Please reproduce each line of the data below exactly as shown.

=====

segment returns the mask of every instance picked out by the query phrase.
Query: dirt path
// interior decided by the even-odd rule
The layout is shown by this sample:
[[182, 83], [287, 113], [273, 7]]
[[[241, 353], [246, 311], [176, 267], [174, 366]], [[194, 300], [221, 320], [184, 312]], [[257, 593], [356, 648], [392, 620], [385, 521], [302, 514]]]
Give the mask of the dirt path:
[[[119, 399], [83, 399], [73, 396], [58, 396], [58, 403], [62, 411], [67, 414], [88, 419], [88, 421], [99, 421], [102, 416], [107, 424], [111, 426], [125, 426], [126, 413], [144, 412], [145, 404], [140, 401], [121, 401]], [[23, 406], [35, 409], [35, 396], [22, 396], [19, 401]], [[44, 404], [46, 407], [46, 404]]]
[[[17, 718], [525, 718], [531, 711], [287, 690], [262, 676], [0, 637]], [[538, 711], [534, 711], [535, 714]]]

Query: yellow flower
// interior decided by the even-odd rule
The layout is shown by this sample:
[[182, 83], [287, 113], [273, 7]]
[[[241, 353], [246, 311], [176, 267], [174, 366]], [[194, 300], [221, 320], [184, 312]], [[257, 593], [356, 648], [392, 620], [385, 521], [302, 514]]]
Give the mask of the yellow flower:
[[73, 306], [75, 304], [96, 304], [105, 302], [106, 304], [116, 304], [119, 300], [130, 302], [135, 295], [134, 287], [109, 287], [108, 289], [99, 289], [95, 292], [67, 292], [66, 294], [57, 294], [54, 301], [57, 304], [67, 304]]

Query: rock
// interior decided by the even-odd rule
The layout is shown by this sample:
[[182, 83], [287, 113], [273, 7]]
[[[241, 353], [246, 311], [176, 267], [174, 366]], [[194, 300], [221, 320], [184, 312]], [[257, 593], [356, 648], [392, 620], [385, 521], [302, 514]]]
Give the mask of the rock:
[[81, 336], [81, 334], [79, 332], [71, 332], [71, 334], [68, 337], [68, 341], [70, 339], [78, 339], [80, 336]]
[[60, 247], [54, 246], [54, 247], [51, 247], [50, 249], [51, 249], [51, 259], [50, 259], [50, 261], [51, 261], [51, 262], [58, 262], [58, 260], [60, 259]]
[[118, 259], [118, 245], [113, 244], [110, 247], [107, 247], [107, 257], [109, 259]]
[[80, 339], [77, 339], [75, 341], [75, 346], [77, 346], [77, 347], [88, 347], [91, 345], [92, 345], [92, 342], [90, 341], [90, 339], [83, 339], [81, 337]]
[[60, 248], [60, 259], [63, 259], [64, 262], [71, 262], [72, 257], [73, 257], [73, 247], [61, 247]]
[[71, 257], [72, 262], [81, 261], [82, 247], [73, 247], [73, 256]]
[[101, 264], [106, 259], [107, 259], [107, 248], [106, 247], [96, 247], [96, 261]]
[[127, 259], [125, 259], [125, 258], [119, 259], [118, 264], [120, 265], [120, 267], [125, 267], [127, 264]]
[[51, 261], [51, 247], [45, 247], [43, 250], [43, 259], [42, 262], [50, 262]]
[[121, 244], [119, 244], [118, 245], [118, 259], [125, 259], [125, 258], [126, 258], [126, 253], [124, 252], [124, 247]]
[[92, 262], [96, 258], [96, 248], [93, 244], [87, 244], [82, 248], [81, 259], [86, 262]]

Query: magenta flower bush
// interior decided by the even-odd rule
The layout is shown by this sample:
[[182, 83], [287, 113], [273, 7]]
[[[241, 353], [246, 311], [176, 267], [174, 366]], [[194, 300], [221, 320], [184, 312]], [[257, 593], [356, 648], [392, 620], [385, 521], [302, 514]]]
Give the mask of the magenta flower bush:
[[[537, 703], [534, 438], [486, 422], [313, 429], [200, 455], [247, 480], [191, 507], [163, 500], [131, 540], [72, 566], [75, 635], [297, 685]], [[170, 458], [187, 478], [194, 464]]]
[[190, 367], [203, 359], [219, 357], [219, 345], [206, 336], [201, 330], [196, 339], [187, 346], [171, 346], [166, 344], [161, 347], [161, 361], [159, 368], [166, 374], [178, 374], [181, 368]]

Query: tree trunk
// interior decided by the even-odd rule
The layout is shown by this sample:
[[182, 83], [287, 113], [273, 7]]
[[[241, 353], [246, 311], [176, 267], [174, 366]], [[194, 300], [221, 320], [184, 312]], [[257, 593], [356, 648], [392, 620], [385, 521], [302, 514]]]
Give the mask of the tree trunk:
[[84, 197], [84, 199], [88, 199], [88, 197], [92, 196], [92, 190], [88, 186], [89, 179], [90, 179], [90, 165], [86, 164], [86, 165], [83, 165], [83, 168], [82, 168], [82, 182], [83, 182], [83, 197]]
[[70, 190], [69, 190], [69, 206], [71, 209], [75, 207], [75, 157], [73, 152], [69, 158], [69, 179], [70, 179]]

=====

**Reply to the exercise**
segment returns the mask of every instance picked out by the query phrase.
Query: dirt path
// interior decided by the even-odd rule
The layout is shown by this sample:
[[182, 83], [287, 113], [273, 7]]
[[[241, 353], [246, 311], [176, 267], [174, 366]], [[194, 300], [221, 320], [184, 312]], [[257, 593], [356, 648], [392, 620], [385, 521], [302, 514]]]
Give the mask of the dirt path:
[[[119, 399], [83, 399], [73, 396], [58, 396], [58, 403], [62, 411], [67, 414], [88, 419], [88, 421], [99, 421], [102, 416], [107, 424], [111, 426], [125, 426], [126, 413], [144, 412], [145, 404], [140, 401], [121, 401]], [[23, 406], [35, 409], [35, 396], [22, 396], [19, 401]], [[44, 404], [46, 407], [46, 404]]]
[[[17, 718], [525, 718], [531, 711], [287, 690], [262, 676], [0, 637]], [[538, 711], [534, 711], [535, 714]]]

Query: yellow flower
// interior decided by the even-odd rule
The layout is shown by this sample:
[[182, 83], [287, 113], [273, 7]]
[[[241, 353], [246, 311], [176, 267], [174, 366]], [[194, 300], [221, 320], [184, 312]], [[257, 593], [356, 648], [392, 620], [385, 521], [302, 514]]]
Give the mask of the yellow flower:
[[73, 306], [75, 304], [96, 304], [105, 302], [106, 304], [116, 304], [119, 300], [130, 302], [135, 295], [134, 287], [109, 287], [108, 289], [99, 289], [95, 292], [67, 292], [66, 294], [57, 294], [54, 301], [57, 304], [67, 304]]

Query: rock
// interior decided by the even-odd rule
The layout is shown by this sample:
[[182, 83], [287, 113], [273, 7]]
[[[241, 353], [246, 311], [176, 267], [174, 366]], [[194, 300], [221, 320], [184, 312]], [[257, 593], [356, 648], [392, 620], [385, 521], [302, 514]]]
Give the mask of the rock:
[[81, 336], [81, 334], [79, 332], [71, 332], [71, 334], [68, 337], [68, 341], [70, 339], [78, 339], [80, 336]]
[[60, 247], [54, 246], [54, 247], [51, 247], [50, 249], [51, 249], [51, 259], [50, 259], [50, 261], [51, 261], [51, 262], [58, 262], [58, 260], [60, 259]]
[[118, 259], [118, 245], [113, 244], [110, 247], [107, 247], [107, 257], [109, 259]]
[[80, 339], [77, 339], [75, 341], [75, 346], [77, 346], [77, 347], [88, 347], [91, 345], [92, 345], [92, 342], [90, 341], [90, 339], [83, 339], [81, 337]]
[[60, 248], [60, 259], [63, 259], [64, 262], [71, 262], [72, 257], [73, 257], [73, 247], [61, 247]]
[[71, 257], [72, 262], [81, 261], [82, 247], [73, 247], [73, 256]]
[[101, 264], [106, 259], [107, 259], [107, 248], [106, 247], [96, 247], [96, 261]]
[[127, 259], [125, 259], [125, 258], [119, 259], [118, 264], [120, 265], [120, 267], [125, 267], [127, 264]]
[[51, 261], [51, 247], [45, 247], [43, 250], [43, 259], [42, 262], [50, 262]]
[[121, 244], [119, 244], [118, 245], [118, 259], [125, 259], [125, 258], [126, 258], [126, 253], [124, 252], [124, 247]]
[[92, 262], [96, 258], [96, 248], [93, 244], [87, 244], [82, 248], [81, 259], [86, 262]]

Query: magenta flower bush
// interior decided by the even-odd rule
The layout is shown by this sample:
[[182, 83], [287, 113], [273, 7]]
[[[241, 353], [246, 311], [176, 267], [174, 366]], [[194, 300], [221, 320], [184, 312]], [[257, 593], [356, 648], [392, 620], [385, 521], [302, 514]]]
Give the mask of the magenta flower bush:
[[[537, 703], [534, 438], [486, 422], [313, 429], [200, 455], [247, 480], [191, 507], [163, 500], [131, 540], [72, 566], [75, 635], [297, 685]], [[170, 458], [187, 478], [194, 464]]]
[[190, 367], [203, 359], [219, 357], [219, 345], [206, 336], [201, 330], [196, 339], [187, 346], [171, 346], [166, 344], [161, 347], [161, 361], [159, 368], [166, 374], [178, 374], [181, 368]]

Query: tree trunk
// interior decided by the even-odd rule
The layout is shown by this sample:
[[182, 83], [287, 113], [273, 7]]
[[[241, 353], [246, 311], [176, 267], [174, 366]], [[194, 300], [221, 320], [184, 312]], [[257, 593], [356, 648], [392, 620], [385, 521], [302, 514]]]
Give the mask of the tree trunk:
[[84, 197], [84, 199], [88, 199], [88, 197], [92, 196], [92, 190], [88, 186], [89, 179], [90, 179], [90, 165], [86, 164], [86, 165], [83, 165], [83, 168], [82, 168], [82, 182], [83, 182], [83, 197]]
[[70, 190], [69, 190], [69, 206], [71, 209], [75, 207], [75, 157], [73, 152], [69, 158], [69, 179], [70, 179]]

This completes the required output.